**WHAT THE EXERCISE ASKS**
What's needed is a word-for-word retyping of the entries below, pictures omitted.

**EXERCISE DATA**
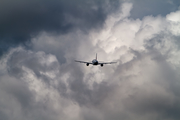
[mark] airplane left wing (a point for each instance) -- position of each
(107, 62)
(82, 62)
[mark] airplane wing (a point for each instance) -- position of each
(83, 62)
(107, 62)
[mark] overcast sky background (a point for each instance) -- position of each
(39, 41)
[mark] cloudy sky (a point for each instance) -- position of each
(39, 41)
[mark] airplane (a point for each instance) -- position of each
(95, 62)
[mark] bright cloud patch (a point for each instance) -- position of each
(45, 83)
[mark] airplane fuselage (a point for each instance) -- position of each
(94, 62)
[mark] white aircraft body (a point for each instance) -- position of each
(95, 62)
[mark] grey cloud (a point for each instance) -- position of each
(45, 83)
(153, 7)
(20, 20)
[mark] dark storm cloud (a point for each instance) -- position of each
(19, 20)
(44, 83)
(143, 8)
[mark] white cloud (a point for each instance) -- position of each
(142, 85)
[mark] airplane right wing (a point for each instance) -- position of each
(107, 62)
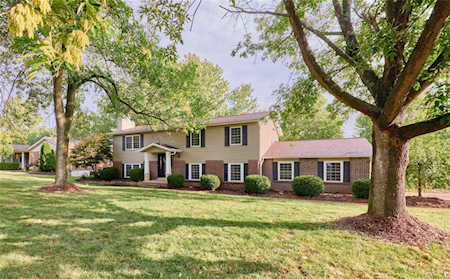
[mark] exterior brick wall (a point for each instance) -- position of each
(308, 166)
(179, 167)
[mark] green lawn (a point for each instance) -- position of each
(119, 232)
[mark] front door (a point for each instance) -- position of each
(161, 165)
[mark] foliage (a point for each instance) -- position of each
(257, 184)
(9, 165)
(297, 121)
(136, 174)
(175, 180)
(307, 185)
(47, 160)
(361, 188)
(210, 182)
(108, 174)
(91, 151)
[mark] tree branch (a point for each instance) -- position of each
(397, 97)
(424, 127)
(318, 73)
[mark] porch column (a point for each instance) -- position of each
(146, 167)
(23, 161)
(168, 164)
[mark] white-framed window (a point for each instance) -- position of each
(128, 167)
(132, 142)
(195, 171)
(236, 135)
(195, 140)
(285, 171)
(333, 171)
(236, 172)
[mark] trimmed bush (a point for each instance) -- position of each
(108, 174)
(175, 180)
(361, 188)
(307, 185)
(257, 184)
(9, 166)
(210, 182)
(136, 174)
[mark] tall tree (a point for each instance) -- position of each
(54, 35)
(394, 51)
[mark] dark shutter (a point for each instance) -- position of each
(347, 171)
(275, 171)
(320, 169)
(188, 140)
(244, 135)
(227, 136)
(296, 169)
(225, 172)
(202, 137)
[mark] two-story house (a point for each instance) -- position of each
(234, 146)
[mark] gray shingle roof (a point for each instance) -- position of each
(321, 148)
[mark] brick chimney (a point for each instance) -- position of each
(125, 123)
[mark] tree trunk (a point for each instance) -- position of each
(58, 81)
(389, 162)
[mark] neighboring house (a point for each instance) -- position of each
(28, 155)
(234, 146)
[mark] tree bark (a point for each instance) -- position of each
(389, 162)
(61, 159)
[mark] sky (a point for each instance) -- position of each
(213, 36)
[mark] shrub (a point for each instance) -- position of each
(175, 180)
(307, 185)
(9, 166)
(108, 174)
(257, 184)
(210, 182)
(361, 188)
(136, 174)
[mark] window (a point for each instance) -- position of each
(132, 142)
(285, 171)
(129, 167)
(195, 139)
(333, 171)
(236, 135)
(236, 172)
(195, 171)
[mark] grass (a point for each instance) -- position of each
(119, 232)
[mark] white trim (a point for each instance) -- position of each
(241, 170)
(132, 142)
(199, 139)
(292, 170)
(125, 173)
(240, 128)
(200, 171)
(325, 172)
(143, 149)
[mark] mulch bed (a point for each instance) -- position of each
(406, 229)
(67, 188)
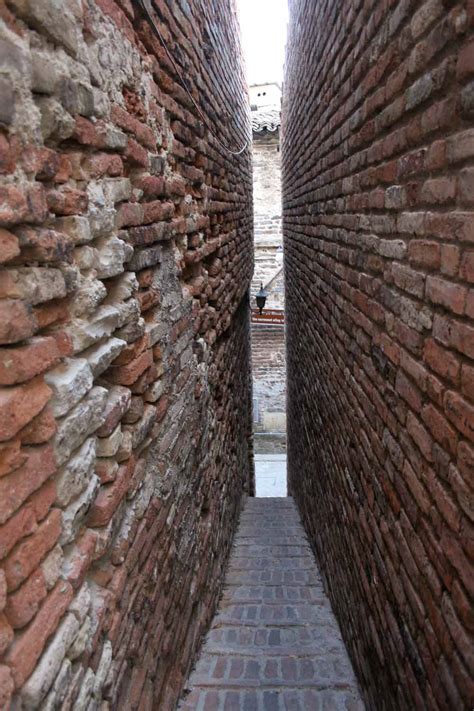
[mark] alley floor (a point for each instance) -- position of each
(274, 643)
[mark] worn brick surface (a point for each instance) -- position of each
(125, 258)
(272, 645)
(379, 230)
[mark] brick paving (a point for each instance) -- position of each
(274, 643)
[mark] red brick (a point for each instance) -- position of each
(9, 247)
(24, 480)
(28, 554)
(16, 321)
(441, 361)
(439, 428)
(466, 270)
(100, 164)
(6, 634)
(11, 457)
(156, 211)
(19, 405)
(24, 362)
(451, 296)
(134, 153)
(152, 186)
(424, 254)
(28, 645)
(467, 381)
(6, 686)
(460, 412)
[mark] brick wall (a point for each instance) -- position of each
(269, 377)
(268, 236)
(378, 182)
(126, 255)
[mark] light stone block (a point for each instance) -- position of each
(69, 382)
(81, 422)
(73, 477)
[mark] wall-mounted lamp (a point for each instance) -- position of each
(261, 297)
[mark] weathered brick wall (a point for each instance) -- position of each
(378, 183)
(269, 377)
(124, 367)
(268, 236)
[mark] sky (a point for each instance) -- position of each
(263, 25)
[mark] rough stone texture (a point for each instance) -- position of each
(275, 643)
(269, 377)
(268, 237)
(379, 233)
(125, 409)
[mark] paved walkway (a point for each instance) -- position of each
(274, 643)
(270, 474)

**EXERCISE RESULT**
[mark] airplane left wing (a point for each instance) -- position of each
(107, 62)
(82, 62)
[mark] airplane wing (a point for each instance) -- position of each
(83, 62)
(107, 62)
[mark] overcast sky background (a point for each instance) -- position of each
(39, 41)
[mark] cloudy sky (a point for each instance) -- position of each
(39, 41)
[mark] airplane (a point for each instance) -- position of each
(95, 62)
[mark] bright cloud patch (a point for each instance) -- position of each
(45, 83)
[mark] airplane fuselage (a point for each instance) -- position of each
(94, 62)
[mark] white aircraft body (a point for each instance) -- position of each
(95, 62)
[mark] grey cloud (a point for each instance) -- position of each
(45, 83)
(153, 7)
(20, 20)
[mark] dark storm cloud (a point for each instance) -- position of each
(19, 20)
(44, 83)
(143, 8)
[mark] white cloud (a point for each instance) -- position of each
(142, 85)
[mark] airplane right wing (a point for each instance) -- position of each
(107, 62)
[mark] exterior brick wall (a point for each instance) -- position of each
(308, 166)
(179, 167)
[mark] green lawn (a point for each instance) -- position of each
(119, 232)
[mark] front door (a point for each instance) -- position of each
(161, 165)
[mark] foliage (a point for each instance) -- position of each
(257, 184)
(9, 165)
(297, 121)
(136, 174)
(175, 180)
(307, 185)
(47, 160)
(361, 188)
(210, 182)
(108, 174)
(91, 151)
[mark] tree branch (a point for each instance) -- position of each
(397, 97)
(424, 127)
(318, 73)
[mark] porch column (a point for each instance) -- position of each
(146, 167)
(23, 161)
(168, 164)
[mark] white-framed window (a point for each instance) -- position of each
(128, 167)
(132, 142)
(195, 171)
(236, 135)
(195, 140)
(285, 171)
(333, 171)
(236, 172)
[mark] trimmed bush (a point for each instance) -- position of each
(108, 174)
(175, 180)
(361, 188)
(307, 185)
(257, 184)
(9, 166)
(210, 182)
(136, 174)
[mark] tall tree (a point for each instance) -- position of each
(54, 35)
(394, 51)
[mark] dark shutter (a point for each instance) -- position of each
(347, 171)
(275, 171)
(320, 169)
(188, 140)
(244, 135)
(227, 136)
(296, 169)
(225, 172)
(202, 137)
[mark] two-story house (a point for each instance) -- position of each
(234, 146)
[mark] gray shingle roof (a point for each instance) -- position of each
(321, 148)
[mark] brick chimney (a point for each instance) -- position of each
(125, 123)
[mark] tree trunk (a point for each instance) -- position of each
(58, 81)
(389, 162)
[mark] neighboring house (a point for each instance) -- position of each
(28, 155)
(234, 146)
[mark] tree bark (a point for each instance) -- position of each
(389, 162)
(61, 159)
[mark] sky (a point for each instance) -- position of each
(213, 36)
[mark] shrub (a point for each instance) -- position of each
(175, 180)
(307, 185)
(9, 166)
(108, 174)
(257, 184)
(210, 182)
(361, 188)
(136, 174)
[mark] window (a point for each instance) -- position of each
(132, 142)
(285, 171)
(129, 167)
(195, 139)
(333, 171)
(236, 135)
(236, 172)
(195, 171)
[mark] grass (a point for each instance) -- position of each
(119, 232)
[mark] white trim (a point for each instance) -- position of each
(241, 170)
(132, 142)
(199, 139)
(292, 170)
(125, 173)
(240, 128)
(200, 171)
(325, 172)
(143, 149)
[mark] mulch bed (a point for each instance) -- position of each
(406, 229)
(67, 188)
[mark] alley floor (a point for each instance) -- position of each
(274, 643)
[mark] worn brick surface (a point for each instance) -- position of each
(125, 258)
(272, 645)
(379, 230)
[mark] brick paving (a point for each instance) -- position of each
(274, 643)
[mark] red brick (a point for each instance) -- position of each
(9, 247)
(24, 480)
(28, 554)
(16, 321)
(441, 361)
(439, 428)
(466, 270)
(100, 164)
(6, 634)
(11, 457)
(156, 211)
(19, 405)
(24, 362)
(451, 296)
(134, 153)
(152, 186)
(424, 254)
(28, 645)
(467, 381)
(6, 686)
(460, 412)
[mark] brick wall (a point for each instance) -- position of each
(269, 377)
(268, 236)
(378, 182)
(126, 255)
[mark] light stone block (a point for each instance) -- position of each
(69, 382)
(81, 422)
(73, 477)
[mark] wall-mounted lamp (a point for each instance) -- position of each
(261, 297)
[mark] weathered brick wall (a point for each instance) -- position of each
(378, 183)
(269, 377)
(124, 367)
(268, 236)
[mark] sky (a point for each instance) -- position of each
(263, 25)
[mark] rough stone texture (a point for each instance) -- position of each
(275, 643)
(269, 377)
(268, 237)
(379, 233)
(125, 409)
[mark] paved walkway (a point for each instance) -- position of each
(274, 643)
(270, 474)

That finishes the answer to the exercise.